■ **Objective**
Update the milestone report text from "While we require" up to and including "sns.set_style('white')" by changing "sns" to "sb", and write that stretch out in full.

■ **Given passage**
** begin **
Milestone report

Instruction

You have proposed a project, collected a data set, cleaned up the data and explored it with descriptive and inferential statistics techniques. Now’s the time to take stock of what you’ve learned. The project milestone is an opportunity for you to practice your data story skills. Your milestone will be reached when you produce an early draft of your final Capstone report. This is a slightly longer (3-5 page) draft that should have the following:

An introduction to the problem: What is the problem? Who is the Client? (Feel free to reuse points 1-2 from your proposal document) A deeper dive into the data set: What important fields and information does the data set have? What are its limitations i.e. what are some questions that you cannot answer with this data set? What kind of cleaning and wrangling did you need to do? Are there other datasets you can find, use and combine with, to answer the questions that matter? Any preliminary exploration you’ve performed and your initial findings. Test the hypotheses one at a time. Often, the data story emerges as a result of a sequence of testing hypothesis e.g. You first tested if X was true, and because it wasn't, you tried Y, which turned out to be true. Based on these findings, what approach are you going to take? How has your approach changed from what you initially proposed, if applicable? Add your code and milestone report to the github repository. As before, once your mentor has approved your milestone document, please share the github repository URL on the community and ask the community for feedback.

While we require only one milestone report, we encourage you and your mentor to plan multiple milestones, especially for more complex projects.


In [1]:
%matplotlib inline

import pandas as pd
import numpy as np
from matplotlib import pyplot as plt
import matplotlib.dates as mdates
import seaborn as sns

sns.set_style('white')
** end **
■ **Record excerpts**
** begin **
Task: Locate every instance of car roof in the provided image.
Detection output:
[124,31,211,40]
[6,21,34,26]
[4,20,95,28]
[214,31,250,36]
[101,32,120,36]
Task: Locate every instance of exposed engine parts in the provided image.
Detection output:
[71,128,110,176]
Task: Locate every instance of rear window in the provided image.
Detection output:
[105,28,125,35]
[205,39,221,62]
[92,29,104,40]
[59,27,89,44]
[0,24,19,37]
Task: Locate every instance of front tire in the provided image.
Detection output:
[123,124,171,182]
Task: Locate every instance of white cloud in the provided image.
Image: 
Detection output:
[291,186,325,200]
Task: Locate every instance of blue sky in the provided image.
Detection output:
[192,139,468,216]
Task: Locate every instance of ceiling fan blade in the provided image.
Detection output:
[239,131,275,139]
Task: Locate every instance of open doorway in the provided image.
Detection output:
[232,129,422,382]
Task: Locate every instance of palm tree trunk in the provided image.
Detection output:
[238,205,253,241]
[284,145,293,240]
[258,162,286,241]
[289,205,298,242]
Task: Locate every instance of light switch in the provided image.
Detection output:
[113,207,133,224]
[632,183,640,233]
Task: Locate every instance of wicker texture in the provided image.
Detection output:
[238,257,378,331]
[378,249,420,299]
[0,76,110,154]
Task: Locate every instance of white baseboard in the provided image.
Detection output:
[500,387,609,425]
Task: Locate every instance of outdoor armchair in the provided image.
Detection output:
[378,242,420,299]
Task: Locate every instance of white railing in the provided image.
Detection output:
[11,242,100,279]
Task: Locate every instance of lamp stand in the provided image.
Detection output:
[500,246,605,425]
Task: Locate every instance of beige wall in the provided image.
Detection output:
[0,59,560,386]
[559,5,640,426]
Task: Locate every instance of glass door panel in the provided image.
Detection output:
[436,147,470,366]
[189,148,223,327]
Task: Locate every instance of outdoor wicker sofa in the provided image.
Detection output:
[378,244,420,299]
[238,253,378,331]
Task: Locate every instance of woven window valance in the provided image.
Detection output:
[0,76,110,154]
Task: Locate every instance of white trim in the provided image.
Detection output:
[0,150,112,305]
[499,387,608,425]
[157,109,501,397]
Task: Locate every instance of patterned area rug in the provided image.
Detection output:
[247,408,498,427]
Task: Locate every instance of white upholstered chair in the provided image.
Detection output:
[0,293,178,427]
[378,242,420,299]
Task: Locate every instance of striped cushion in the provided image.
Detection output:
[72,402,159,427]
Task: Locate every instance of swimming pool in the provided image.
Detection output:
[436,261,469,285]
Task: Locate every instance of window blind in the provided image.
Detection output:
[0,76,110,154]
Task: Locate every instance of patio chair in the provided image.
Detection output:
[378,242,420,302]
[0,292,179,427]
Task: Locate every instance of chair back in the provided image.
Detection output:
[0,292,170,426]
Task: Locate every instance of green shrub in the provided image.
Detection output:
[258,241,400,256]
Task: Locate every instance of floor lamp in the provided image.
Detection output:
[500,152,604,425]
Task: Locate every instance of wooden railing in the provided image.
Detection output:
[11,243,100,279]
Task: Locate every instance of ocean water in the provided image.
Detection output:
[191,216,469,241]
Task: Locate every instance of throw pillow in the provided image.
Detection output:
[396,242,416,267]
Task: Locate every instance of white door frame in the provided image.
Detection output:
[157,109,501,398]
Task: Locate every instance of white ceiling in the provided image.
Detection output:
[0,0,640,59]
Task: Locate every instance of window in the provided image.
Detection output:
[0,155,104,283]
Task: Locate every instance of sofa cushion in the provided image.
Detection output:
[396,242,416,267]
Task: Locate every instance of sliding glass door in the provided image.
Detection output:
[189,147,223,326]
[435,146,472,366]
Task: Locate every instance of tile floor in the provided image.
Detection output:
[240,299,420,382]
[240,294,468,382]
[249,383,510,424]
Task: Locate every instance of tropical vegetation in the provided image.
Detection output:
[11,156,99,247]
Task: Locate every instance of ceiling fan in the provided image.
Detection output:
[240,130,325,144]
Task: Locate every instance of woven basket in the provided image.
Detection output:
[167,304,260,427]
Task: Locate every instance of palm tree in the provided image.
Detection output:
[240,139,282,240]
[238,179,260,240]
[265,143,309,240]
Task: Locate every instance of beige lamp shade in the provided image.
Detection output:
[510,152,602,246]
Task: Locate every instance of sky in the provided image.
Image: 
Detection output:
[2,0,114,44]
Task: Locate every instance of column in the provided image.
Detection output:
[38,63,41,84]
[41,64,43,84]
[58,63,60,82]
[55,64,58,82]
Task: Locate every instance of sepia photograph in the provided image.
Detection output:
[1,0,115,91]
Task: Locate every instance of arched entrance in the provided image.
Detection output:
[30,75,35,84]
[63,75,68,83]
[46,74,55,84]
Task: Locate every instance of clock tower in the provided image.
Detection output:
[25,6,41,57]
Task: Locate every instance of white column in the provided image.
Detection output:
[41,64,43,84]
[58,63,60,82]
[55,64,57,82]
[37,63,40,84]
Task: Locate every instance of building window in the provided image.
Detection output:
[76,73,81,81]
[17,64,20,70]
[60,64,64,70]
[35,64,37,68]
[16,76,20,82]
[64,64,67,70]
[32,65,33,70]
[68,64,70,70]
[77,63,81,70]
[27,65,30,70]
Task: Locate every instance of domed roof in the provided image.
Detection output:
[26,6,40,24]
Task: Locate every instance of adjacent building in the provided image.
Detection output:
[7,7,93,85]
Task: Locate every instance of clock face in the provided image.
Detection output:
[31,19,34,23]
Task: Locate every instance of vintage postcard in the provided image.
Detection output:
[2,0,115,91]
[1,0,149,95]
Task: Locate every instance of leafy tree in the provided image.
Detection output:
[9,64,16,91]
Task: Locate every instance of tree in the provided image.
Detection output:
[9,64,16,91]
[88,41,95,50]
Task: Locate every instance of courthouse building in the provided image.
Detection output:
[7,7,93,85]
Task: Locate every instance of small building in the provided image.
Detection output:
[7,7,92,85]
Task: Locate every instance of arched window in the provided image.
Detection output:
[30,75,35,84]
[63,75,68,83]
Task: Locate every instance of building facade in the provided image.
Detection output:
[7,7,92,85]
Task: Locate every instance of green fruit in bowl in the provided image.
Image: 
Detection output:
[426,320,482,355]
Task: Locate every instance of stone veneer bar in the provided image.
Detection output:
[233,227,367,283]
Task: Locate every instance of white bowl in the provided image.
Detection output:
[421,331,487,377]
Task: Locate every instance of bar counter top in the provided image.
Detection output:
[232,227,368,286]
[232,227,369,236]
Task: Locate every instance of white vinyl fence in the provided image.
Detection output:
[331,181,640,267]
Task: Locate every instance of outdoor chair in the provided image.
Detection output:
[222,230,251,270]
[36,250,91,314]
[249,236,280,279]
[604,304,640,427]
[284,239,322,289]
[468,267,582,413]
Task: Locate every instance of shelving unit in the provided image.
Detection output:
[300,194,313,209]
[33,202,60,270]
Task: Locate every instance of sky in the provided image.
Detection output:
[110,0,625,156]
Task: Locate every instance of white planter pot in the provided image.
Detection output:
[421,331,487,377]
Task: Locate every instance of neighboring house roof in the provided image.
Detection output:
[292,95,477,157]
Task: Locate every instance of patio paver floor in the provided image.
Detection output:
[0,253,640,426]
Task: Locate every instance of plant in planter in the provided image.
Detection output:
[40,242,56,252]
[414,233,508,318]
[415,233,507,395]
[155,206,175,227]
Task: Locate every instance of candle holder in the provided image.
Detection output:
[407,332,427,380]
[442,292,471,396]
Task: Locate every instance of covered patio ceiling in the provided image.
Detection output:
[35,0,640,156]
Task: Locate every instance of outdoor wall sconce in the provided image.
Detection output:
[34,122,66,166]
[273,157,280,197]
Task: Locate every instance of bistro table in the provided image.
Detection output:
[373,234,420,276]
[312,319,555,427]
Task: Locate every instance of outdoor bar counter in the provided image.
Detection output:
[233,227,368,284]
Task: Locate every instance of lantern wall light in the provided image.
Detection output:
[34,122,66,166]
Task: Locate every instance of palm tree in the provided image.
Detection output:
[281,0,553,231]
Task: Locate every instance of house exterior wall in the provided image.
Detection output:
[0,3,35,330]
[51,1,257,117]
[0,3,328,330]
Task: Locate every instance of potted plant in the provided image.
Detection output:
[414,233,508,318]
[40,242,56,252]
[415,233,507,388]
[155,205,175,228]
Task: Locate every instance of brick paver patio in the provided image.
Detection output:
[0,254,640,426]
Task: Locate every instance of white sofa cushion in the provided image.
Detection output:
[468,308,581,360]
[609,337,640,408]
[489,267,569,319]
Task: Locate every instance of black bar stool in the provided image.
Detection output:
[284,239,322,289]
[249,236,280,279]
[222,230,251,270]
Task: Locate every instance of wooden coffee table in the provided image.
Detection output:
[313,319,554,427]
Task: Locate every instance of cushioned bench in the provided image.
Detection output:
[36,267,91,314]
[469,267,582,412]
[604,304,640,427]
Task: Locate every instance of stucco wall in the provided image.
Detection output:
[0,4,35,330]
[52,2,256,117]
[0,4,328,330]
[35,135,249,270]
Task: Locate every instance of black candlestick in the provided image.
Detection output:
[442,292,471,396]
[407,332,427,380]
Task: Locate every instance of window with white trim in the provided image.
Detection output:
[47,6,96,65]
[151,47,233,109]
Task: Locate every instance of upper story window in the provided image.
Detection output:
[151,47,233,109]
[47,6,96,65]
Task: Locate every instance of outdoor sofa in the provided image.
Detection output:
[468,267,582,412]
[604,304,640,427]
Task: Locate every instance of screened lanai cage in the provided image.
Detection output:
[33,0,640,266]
** end **
■ **Expected answer**
While we require only one milestone report, we encourage you and your mentor to plan multiple milestones, especially for more complex projects.


In [1]:
%matplotlib inline

import pandas as pd
import numpy as np
from matplotlib import pyplot as plt
import matplotlib.dates as mdates
import seaborn as sb

sb.set_style('white')